Say how many lines in the entries below mention "query", with no other words.

====================

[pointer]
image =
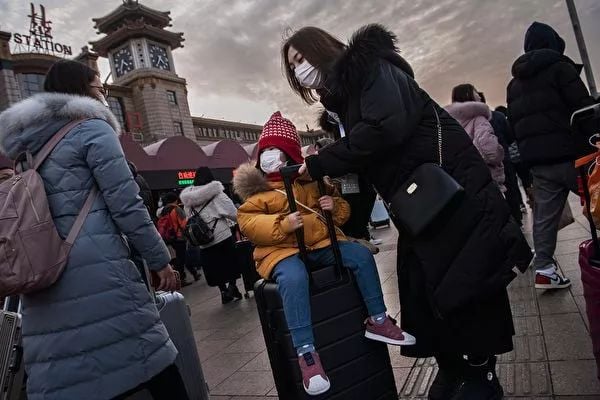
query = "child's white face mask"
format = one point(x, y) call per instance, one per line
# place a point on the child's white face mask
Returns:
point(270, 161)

====================

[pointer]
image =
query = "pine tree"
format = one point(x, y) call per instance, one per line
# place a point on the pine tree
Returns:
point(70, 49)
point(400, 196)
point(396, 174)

====================

■ Output below ■
2